[Entries from a pointing dataset]
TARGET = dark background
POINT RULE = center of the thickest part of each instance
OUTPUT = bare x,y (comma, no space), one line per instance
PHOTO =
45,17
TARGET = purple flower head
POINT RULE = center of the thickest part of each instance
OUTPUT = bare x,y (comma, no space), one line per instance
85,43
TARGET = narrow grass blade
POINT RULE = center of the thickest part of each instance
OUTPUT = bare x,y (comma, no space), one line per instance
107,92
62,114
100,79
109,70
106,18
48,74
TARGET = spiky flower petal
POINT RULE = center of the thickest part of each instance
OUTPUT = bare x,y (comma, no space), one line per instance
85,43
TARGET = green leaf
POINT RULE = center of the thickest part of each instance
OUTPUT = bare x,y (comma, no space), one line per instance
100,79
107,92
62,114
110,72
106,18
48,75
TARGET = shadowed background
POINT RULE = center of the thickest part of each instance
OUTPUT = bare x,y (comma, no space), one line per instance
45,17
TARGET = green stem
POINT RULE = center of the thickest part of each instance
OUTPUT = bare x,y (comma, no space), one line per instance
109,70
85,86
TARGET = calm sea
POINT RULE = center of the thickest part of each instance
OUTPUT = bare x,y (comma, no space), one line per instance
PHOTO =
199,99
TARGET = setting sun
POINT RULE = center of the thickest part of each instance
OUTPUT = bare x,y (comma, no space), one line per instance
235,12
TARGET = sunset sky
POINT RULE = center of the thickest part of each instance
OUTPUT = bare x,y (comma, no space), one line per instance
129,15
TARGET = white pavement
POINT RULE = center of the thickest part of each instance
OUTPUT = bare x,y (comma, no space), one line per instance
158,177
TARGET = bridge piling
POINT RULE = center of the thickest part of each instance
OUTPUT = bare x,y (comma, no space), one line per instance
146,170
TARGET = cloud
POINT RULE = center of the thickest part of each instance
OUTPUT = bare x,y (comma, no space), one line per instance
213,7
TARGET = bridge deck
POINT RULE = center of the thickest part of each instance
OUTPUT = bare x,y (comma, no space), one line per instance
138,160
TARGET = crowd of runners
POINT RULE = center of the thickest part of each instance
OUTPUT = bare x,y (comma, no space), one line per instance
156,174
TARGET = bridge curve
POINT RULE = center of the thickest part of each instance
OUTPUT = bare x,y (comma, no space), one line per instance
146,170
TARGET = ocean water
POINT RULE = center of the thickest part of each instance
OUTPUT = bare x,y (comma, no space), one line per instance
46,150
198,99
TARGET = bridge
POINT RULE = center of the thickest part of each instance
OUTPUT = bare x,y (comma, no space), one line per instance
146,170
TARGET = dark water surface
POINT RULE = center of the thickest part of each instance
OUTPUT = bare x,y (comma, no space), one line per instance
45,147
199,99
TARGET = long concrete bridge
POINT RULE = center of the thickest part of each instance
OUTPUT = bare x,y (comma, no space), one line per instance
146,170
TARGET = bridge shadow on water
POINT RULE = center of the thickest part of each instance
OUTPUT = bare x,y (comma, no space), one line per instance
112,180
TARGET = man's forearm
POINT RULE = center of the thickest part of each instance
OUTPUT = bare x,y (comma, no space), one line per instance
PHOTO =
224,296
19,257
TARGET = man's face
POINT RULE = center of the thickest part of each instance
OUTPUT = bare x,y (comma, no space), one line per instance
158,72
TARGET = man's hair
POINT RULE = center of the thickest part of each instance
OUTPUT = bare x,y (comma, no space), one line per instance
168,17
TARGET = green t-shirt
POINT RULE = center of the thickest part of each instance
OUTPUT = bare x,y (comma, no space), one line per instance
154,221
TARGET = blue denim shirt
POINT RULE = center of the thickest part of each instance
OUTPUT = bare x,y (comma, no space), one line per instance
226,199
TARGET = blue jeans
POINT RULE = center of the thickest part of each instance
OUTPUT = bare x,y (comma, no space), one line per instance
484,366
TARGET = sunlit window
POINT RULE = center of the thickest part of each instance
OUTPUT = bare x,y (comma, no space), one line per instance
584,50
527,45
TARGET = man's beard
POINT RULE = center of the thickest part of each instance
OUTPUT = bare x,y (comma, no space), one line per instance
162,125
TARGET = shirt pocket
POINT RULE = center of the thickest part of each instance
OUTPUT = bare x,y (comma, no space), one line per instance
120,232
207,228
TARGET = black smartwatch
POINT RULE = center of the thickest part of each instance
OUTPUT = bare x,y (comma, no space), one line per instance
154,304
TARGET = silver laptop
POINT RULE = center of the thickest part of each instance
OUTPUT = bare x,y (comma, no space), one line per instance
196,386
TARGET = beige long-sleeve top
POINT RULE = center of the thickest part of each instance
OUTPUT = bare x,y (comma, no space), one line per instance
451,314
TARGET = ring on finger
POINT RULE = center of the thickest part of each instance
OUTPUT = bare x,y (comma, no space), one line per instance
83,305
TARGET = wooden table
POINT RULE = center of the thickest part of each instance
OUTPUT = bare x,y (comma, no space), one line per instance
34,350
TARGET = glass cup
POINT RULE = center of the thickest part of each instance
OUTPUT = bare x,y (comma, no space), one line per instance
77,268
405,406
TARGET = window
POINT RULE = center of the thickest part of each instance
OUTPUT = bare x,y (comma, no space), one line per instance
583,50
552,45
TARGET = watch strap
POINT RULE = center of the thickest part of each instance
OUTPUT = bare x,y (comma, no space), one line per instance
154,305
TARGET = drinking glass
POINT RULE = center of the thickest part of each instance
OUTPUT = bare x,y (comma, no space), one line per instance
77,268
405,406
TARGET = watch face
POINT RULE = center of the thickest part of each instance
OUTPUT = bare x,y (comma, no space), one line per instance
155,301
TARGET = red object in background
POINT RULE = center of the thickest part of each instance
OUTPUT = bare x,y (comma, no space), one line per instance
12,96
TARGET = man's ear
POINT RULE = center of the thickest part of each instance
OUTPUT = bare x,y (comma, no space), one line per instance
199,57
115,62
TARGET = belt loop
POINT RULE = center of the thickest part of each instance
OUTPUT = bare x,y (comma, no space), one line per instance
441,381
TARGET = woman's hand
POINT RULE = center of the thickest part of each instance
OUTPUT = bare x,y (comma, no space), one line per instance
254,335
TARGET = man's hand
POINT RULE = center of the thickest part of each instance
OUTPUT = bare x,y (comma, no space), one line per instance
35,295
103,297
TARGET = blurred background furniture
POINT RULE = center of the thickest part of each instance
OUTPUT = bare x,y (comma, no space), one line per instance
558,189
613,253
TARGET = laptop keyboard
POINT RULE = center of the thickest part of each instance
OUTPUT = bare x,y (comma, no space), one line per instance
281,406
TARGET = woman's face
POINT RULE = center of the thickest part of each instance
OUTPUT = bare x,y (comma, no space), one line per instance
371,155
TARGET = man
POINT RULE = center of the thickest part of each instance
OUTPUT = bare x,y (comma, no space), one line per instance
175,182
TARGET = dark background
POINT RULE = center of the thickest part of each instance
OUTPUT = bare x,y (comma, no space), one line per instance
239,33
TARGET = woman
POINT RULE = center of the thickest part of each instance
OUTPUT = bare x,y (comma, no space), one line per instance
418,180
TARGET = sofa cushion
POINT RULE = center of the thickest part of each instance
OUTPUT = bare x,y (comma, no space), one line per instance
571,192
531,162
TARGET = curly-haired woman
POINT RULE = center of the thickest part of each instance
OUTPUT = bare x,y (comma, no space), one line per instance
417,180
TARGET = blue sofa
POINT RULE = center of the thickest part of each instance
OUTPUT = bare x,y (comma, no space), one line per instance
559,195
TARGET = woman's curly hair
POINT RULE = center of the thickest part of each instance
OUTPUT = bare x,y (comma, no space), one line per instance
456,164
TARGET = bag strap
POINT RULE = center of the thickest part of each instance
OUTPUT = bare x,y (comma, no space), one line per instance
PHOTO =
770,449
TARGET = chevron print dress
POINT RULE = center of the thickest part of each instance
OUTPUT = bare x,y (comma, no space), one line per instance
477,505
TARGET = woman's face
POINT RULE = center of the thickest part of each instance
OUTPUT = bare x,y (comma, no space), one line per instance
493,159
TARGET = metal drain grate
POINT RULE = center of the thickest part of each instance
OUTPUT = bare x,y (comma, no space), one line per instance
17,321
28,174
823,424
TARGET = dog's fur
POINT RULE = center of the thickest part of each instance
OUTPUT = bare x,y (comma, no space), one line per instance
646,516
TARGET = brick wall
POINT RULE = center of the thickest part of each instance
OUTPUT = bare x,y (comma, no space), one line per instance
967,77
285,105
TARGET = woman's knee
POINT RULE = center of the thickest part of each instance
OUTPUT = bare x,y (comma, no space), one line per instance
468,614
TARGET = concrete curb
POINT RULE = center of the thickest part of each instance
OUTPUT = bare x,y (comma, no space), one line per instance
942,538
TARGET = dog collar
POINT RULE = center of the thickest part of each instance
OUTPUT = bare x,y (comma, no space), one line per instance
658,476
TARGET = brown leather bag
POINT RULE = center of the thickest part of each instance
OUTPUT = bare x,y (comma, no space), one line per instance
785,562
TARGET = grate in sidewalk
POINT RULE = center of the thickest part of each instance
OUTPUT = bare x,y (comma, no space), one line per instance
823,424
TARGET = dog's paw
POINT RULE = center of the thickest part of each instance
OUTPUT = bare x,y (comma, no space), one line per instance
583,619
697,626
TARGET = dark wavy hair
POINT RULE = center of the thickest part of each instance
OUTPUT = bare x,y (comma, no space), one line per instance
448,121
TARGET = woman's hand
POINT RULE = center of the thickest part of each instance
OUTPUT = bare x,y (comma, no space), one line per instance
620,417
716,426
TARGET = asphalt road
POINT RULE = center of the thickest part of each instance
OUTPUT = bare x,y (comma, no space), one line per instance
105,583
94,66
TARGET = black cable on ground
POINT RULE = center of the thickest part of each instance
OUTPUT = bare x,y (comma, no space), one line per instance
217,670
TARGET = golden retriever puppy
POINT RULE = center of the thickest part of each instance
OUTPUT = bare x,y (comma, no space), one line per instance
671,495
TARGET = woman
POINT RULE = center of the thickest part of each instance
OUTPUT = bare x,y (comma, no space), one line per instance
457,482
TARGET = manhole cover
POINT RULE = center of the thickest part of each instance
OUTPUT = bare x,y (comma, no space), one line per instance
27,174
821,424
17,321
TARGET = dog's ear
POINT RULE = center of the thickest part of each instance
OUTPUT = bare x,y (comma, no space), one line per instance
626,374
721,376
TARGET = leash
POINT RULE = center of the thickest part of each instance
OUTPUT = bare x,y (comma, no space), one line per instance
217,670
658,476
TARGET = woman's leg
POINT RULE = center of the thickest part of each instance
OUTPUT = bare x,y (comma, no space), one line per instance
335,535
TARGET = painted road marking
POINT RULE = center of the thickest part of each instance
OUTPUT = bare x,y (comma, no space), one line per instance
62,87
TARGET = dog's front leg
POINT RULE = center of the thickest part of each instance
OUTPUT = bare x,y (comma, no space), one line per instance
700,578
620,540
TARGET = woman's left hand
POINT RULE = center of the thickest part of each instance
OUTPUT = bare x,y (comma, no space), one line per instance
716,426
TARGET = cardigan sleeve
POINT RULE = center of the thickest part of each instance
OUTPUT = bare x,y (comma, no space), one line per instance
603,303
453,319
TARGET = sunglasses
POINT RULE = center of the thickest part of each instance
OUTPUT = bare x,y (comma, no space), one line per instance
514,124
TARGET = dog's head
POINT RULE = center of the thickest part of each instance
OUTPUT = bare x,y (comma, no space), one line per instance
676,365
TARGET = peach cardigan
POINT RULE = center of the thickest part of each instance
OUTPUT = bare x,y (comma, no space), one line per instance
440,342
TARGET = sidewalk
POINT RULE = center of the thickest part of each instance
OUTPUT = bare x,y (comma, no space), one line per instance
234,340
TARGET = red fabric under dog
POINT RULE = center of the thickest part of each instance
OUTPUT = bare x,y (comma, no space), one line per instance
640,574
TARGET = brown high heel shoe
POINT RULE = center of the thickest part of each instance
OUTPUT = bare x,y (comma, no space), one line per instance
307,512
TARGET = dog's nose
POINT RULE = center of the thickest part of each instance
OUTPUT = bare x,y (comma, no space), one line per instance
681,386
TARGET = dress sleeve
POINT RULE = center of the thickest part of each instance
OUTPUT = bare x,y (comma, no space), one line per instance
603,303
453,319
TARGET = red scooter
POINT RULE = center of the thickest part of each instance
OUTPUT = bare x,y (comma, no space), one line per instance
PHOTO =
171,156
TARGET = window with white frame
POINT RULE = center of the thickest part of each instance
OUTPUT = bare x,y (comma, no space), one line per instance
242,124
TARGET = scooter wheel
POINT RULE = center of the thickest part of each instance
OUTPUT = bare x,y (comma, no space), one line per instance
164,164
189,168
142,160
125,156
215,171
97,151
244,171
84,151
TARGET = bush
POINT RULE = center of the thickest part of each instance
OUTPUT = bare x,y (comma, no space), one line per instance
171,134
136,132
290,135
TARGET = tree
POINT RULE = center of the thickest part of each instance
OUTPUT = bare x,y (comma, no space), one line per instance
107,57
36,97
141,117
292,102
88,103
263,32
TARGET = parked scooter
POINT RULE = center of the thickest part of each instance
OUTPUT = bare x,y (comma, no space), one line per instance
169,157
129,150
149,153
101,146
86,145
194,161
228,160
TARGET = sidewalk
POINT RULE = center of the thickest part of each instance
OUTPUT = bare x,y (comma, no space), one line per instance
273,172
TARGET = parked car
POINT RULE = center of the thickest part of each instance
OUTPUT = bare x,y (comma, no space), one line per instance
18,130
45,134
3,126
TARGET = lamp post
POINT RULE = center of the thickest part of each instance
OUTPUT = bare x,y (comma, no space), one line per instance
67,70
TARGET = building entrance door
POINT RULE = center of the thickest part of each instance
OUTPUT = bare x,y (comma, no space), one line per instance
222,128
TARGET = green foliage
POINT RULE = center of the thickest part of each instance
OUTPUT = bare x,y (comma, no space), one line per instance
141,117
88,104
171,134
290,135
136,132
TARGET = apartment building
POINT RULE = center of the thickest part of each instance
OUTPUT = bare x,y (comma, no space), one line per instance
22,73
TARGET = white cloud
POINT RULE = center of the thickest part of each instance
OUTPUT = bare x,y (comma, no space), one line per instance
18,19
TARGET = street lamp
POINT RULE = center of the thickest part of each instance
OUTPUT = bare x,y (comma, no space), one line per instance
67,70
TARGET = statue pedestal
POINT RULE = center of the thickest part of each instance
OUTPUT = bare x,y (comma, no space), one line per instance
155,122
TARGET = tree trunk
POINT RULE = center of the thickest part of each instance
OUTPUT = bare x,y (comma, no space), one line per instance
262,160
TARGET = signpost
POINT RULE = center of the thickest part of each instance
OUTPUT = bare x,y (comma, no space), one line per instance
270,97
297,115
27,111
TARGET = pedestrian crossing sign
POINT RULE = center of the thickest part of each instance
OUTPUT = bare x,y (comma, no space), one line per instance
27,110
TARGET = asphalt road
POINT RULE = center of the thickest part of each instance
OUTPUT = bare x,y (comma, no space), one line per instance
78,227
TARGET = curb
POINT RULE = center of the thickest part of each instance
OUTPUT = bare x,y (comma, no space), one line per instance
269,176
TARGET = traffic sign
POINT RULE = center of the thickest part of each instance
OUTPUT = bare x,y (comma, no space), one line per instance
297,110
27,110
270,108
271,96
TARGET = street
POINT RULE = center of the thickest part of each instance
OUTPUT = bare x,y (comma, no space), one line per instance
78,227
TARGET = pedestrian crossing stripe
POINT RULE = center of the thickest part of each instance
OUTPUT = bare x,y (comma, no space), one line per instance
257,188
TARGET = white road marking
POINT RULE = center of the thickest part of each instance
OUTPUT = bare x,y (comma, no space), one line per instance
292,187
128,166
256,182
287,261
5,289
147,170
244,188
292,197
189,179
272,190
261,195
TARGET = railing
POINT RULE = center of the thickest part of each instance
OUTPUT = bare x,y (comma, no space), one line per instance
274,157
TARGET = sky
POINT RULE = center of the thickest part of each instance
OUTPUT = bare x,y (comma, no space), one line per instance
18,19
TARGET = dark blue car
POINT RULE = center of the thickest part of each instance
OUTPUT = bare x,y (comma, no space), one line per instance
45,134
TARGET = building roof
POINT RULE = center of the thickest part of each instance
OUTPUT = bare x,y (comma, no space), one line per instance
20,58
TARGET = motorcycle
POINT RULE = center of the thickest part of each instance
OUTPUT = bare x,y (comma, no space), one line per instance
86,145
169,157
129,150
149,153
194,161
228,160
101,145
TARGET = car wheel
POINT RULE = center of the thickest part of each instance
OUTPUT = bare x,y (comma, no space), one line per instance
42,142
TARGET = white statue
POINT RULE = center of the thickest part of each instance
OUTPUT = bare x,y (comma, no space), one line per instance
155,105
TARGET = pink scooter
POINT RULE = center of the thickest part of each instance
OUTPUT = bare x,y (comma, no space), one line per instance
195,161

_Set problem_
Find "TARGET = sky" in the data above, then repeat that line and all lines after it exactly, ending with the final line.

_Expected answer_
TARGET = sky
POINT RULE = center of the thickest part of each instance
OUTPUT = bare x,y (comma, no space), one line per instance
18,19
TARGET = dark blue car
POINT RULE = center of the thickest part of each instance
OUTPUT = bare x,y (comma, no space), one line per instance
45,134
TARGET = building roof
POINT RULE = center of the thickest part of each instance
OUTPUT = bare x,y (comma, no space), one line per instance
20,58
TARGET = motorcycle
POINT RULE = center of the thickest part of each instance
OUTPUT = bare x,y (comma, no space), one line per instance
86,145
169,157
129,150
149,153
194,161
228,160
101,145
TARGET = car wheel
POINT RULE = center of the thickest part of each instance
OUTPUT = bare x,y (comma, no space), one line per instance
42,142
TARGET = white statue
POINT RULE = center of the thickest part of each instance
OUTPUT = bare x,y (comma, no space), one line per instance
155,105
TARGET = pink scooter
POINT RULE = center of the thickest part of each instance
OUTPUT = bare x,y (comma, no space), one line per instance
195,161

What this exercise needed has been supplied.